Location identification items:
====================

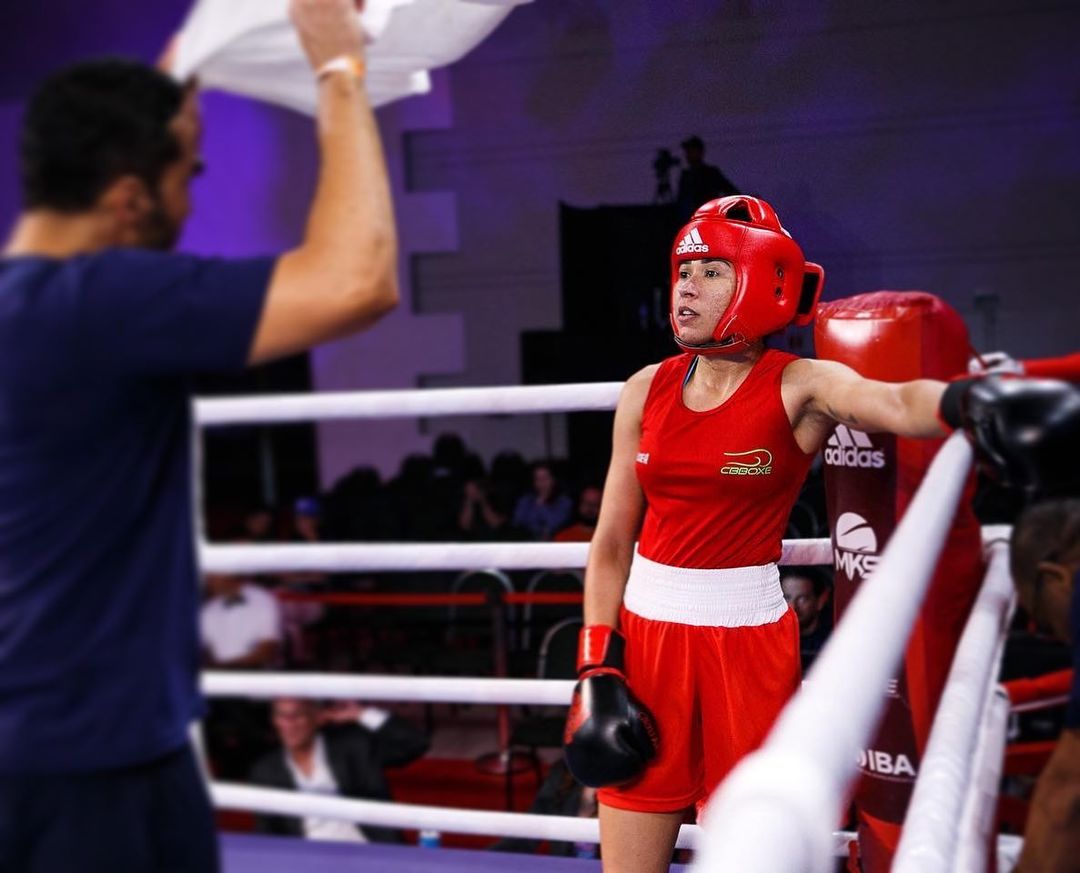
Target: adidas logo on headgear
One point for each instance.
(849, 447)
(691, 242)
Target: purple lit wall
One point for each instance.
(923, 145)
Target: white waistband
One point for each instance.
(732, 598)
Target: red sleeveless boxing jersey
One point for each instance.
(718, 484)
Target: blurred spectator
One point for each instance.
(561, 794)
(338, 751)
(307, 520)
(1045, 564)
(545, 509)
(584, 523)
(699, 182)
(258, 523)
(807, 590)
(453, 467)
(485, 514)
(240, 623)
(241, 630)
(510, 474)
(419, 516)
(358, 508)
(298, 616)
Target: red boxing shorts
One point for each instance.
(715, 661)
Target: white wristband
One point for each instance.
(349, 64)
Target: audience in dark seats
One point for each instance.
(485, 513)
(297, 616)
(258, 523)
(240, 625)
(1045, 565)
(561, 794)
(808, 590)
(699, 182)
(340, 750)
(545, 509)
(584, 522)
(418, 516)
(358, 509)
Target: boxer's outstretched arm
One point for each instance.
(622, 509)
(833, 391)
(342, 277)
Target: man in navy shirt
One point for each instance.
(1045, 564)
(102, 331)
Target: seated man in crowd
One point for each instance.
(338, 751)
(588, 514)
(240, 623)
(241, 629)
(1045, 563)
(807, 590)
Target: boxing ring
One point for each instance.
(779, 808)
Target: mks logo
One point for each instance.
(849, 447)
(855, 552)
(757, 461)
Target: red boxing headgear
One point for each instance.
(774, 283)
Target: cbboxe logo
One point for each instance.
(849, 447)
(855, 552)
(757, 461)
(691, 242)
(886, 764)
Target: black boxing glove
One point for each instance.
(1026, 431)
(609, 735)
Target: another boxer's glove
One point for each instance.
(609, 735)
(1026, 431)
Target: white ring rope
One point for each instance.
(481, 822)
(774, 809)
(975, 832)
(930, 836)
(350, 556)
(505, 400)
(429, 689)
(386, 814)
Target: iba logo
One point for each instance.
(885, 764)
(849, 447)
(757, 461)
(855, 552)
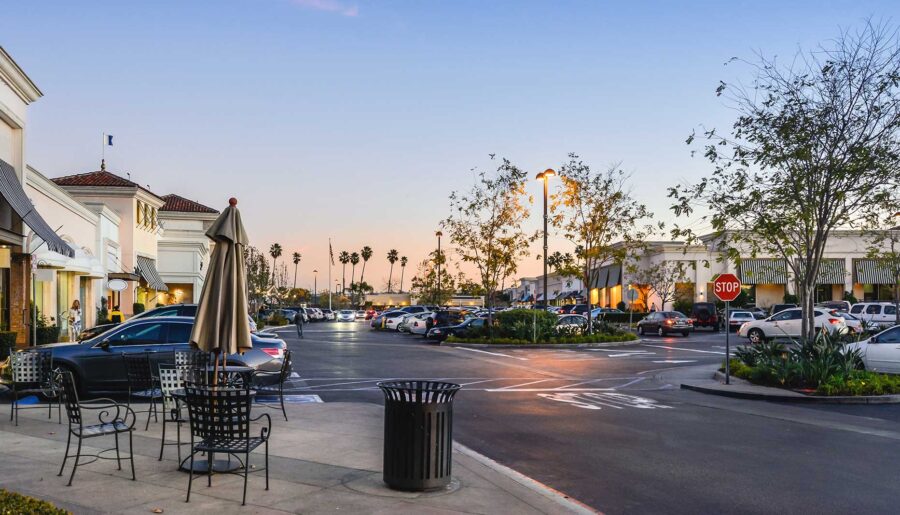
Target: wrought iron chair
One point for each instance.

====================

• [Set exercise]:
Rewrite the records from the line with "Target: another boxer's glove" up to and including the end of the records, substituting "ring cord" for "ring rope" and leaving everything else unchanged. Omit the pictures from your answer.

• [Output for this task]:
Target: another boxer's glove
One point for each instance.
(609, 735)
(1026, 431)
Target: white ring cord
One point for each instance.
(481, 822)
(774, 809)
(975, 832)
(930, 836)
(350, 556)
(505, 400)
(429, 689)
(386, 814)
Target: iba logo
One point for each instance.
(885, 764)
(849, 447)
(757, 461)
(855, 552)
Target: wrought iron chair
One point for each instance.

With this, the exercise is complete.